◆ WORK TO BE COMPLETED
Return every line in the rows below that contains the word "black", copying each one in full.

◇ ◇ ◇

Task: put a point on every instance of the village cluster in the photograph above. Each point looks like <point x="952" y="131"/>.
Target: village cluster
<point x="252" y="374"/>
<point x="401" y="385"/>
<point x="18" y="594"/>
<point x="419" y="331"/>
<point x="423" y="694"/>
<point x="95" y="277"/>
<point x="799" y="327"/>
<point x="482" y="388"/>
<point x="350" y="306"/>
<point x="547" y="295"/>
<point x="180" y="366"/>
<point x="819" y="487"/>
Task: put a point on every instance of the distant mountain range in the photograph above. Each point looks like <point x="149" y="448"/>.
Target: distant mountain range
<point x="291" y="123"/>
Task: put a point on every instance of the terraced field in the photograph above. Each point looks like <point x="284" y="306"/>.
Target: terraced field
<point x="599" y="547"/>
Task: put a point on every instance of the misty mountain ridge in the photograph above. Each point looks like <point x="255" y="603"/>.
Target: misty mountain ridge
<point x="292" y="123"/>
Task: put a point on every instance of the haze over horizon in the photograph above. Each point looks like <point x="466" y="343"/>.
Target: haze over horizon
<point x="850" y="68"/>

◇ ◇ ◇

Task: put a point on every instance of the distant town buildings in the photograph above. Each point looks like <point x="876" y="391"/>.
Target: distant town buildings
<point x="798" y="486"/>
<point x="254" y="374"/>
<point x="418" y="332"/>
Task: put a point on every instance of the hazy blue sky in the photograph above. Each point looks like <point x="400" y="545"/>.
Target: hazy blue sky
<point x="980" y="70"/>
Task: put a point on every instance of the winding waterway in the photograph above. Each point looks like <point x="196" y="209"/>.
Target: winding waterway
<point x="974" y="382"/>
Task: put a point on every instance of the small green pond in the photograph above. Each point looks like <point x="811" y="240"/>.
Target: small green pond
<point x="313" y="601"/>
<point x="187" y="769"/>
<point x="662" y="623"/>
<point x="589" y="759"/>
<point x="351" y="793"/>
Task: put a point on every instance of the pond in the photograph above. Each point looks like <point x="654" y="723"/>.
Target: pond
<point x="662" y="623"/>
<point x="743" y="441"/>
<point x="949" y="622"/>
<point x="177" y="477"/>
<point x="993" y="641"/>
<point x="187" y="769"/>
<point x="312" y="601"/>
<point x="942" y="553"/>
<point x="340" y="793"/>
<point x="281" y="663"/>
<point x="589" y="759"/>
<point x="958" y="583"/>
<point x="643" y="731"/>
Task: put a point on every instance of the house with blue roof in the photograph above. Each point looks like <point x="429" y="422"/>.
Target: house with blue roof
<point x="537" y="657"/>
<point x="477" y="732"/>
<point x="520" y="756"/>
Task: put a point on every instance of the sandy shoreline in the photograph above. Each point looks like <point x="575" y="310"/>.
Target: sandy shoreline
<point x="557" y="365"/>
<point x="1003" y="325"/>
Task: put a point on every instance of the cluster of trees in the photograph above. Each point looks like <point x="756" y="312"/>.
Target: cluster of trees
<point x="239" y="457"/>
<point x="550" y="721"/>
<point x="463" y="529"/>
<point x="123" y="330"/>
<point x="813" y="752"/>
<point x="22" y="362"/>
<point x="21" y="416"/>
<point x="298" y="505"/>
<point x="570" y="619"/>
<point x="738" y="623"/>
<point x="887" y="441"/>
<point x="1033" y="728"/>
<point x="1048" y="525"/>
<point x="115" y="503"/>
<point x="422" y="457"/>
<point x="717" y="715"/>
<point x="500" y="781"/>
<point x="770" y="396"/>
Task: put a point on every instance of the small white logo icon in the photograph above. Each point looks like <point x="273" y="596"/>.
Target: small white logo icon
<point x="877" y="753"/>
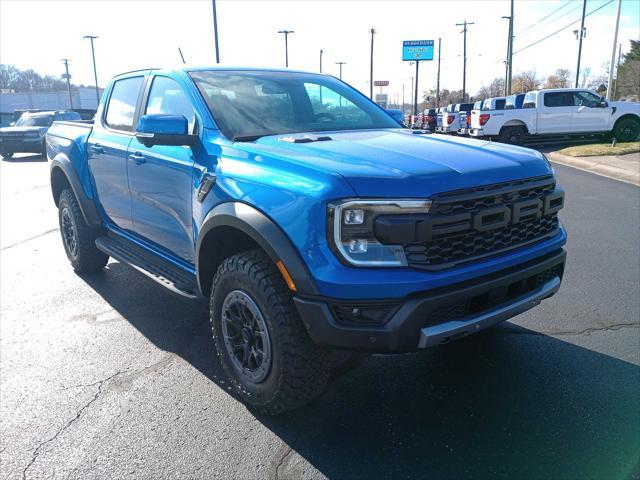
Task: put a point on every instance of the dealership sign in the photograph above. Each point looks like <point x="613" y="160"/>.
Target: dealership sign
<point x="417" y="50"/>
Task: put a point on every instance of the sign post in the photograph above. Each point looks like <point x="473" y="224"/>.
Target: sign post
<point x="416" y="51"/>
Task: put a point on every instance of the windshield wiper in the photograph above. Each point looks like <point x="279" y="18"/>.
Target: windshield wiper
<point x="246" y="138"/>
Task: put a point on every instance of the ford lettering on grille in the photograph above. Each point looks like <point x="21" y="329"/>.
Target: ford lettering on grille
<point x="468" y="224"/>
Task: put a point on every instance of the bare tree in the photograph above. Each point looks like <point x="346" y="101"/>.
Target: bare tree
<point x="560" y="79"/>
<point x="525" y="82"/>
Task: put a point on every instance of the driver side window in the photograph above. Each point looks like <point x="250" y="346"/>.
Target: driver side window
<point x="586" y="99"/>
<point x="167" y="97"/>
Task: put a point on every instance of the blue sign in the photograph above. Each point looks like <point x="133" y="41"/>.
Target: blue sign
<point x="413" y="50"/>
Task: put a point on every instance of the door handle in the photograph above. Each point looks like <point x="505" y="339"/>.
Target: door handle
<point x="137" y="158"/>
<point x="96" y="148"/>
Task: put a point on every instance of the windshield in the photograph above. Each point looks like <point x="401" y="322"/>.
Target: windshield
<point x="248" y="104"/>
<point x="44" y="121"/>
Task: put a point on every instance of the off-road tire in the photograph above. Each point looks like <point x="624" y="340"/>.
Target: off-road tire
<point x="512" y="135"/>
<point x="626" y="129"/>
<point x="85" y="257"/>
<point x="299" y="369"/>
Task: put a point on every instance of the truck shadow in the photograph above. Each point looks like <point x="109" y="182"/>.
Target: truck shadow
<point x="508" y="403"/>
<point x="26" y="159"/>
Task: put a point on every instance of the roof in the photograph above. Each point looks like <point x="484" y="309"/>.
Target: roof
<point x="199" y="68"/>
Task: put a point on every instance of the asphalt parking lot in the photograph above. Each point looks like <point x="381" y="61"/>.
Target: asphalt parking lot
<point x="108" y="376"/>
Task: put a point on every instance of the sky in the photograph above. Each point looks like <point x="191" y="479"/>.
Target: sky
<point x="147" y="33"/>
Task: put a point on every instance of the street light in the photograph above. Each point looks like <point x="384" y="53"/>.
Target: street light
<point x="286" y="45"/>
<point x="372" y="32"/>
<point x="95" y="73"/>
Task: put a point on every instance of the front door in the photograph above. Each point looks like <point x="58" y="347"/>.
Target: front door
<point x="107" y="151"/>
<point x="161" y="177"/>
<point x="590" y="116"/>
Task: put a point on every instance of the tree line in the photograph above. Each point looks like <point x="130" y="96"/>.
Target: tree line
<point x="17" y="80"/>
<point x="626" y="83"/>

◇ ◇ ◇

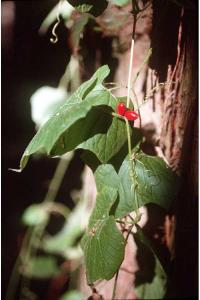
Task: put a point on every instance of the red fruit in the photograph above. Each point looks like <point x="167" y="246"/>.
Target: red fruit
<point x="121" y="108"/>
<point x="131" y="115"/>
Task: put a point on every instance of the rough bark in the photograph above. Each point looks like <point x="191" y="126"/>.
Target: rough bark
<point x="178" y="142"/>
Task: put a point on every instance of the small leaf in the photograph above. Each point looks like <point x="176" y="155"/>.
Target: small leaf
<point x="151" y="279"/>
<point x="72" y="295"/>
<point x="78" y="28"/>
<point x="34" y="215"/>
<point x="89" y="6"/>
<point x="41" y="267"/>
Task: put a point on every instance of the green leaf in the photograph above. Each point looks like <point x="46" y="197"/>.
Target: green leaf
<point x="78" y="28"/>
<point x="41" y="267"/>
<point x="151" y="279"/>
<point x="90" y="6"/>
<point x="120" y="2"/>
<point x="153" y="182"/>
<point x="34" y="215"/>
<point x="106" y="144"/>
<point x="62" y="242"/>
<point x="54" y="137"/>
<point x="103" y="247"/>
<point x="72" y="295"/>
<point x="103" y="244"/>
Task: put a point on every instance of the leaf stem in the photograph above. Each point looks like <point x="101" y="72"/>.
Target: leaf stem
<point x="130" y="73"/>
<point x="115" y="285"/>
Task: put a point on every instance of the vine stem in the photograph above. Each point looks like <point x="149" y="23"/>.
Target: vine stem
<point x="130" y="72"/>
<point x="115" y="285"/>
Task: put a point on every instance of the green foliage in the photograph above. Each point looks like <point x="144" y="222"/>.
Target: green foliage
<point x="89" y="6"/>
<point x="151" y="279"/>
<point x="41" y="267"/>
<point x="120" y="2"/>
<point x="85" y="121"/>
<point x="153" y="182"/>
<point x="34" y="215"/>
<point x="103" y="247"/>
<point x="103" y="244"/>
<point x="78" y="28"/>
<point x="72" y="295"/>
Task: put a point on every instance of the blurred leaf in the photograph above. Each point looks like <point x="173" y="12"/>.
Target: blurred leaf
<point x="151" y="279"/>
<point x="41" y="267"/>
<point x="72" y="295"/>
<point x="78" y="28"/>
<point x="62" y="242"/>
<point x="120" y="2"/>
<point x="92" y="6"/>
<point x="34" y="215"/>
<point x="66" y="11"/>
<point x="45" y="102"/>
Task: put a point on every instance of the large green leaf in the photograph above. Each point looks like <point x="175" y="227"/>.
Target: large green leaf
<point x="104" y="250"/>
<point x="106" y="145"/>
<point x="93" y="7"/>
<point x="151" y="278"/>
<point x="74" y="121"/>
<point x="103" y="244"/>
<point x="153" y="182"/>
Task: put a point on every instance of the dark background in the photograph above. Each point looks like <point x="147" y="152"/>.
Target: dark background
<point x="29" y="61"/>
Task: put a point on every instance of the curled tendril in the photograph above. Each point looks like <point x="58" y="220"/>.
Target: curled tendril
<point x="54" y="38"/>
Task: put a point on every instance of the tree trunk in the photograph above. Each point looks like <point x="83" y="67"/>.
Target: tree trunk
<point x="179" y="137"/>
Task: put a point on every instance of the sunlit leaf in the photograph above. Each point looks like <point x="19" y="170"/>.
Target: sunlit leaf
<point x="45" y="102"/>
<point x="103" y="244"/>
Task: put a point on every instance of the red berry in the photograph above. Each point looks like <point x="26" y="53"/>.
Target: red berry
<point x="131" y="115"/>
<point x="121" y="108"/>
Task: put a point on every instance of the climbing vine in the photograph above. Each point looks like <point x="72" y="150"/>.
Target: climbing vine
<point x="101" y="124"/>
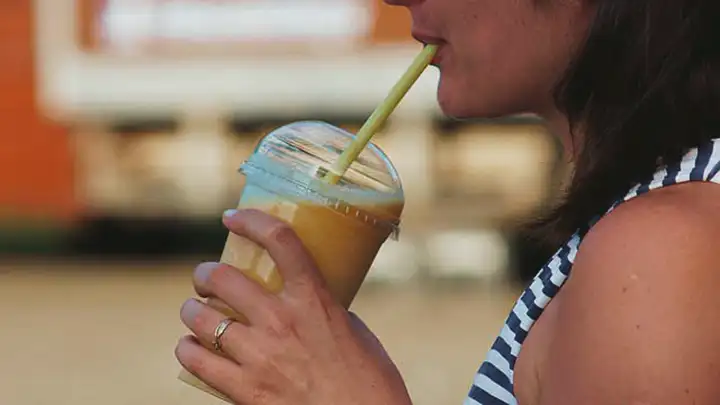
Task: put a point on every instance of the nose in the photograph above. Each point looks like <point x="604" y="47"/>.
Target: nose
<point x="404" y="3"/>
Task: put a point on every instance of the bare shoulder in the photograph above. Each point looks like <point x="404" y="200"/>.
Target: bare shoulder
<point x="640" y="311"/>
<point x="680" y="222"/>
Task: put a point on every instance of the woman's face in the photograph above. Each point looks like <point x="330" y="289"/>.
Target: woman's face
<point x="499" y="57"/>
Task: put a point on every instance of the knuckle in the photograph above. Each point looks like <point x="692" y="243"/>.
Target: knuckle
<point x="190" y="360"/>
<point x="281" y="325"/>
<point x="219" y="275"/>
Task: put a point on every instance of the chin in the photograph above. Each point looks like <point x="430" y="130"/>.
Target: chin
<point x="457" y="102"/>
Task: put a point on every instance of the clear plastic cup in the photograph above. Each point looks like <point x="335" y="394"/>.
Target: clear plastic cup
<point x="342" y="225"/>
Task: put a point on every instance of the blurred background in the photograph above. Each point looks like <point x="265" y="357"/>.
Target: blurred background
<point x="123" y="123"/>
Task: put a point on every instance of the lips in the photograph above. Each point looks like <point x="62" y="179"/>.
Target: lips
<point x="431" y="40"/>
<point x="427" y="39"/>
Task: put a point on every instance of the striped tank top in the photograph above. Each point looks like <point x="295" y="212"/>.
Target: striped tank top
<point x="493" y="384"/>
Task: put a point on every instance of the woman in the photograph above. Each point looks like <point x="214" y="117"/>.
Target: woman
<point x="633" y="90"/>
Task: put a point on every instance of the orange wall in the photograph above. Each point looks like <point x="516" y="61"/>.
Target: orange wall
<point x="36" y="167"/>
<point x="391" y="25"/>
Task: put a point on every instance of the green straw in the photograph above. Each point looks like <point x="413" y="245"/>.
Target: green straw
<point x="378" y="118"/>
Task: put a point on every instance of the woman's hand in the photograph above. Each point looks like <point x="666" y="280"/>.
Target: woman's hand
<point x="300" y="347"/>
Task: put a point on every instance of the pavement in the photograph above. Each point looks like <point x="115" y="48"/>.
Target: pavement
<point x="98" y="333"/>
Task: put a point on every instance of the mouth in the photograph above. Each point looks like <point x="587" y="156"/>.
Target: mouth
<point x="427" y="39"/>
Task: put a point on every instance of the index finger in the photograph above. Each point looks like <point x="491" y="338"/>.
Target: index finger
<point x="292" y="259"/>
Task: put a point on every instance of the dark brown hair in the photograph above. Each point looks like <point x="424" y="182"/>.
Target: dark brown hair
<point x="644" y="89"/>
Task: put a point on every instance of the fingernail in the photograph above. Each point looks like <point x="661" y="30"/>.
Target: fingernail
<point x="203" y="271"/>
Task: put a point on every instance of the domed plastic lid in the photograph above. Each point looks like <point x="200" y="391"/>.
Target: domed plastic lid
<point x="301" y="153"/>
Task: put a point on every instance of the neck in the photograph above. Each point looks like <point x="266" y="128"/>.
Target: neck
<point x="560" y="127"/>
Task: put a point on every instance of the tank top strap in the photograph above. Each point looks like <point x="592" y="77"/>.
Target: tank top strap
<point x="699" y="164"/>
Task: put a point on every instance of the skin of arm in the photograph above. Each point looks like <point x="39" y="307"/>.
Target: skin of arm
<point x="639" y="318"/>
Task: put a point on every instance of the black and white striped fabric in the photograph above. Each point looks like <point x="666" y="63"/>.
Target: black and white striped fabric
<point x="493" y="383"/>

◇ ◇ ◇

◆ THE RESULT
Task: put a point on every instance of the black and white striped fabric in the photograph above. Each point looks like <point x="666" y="63"/>.
Target: black and white striped fabric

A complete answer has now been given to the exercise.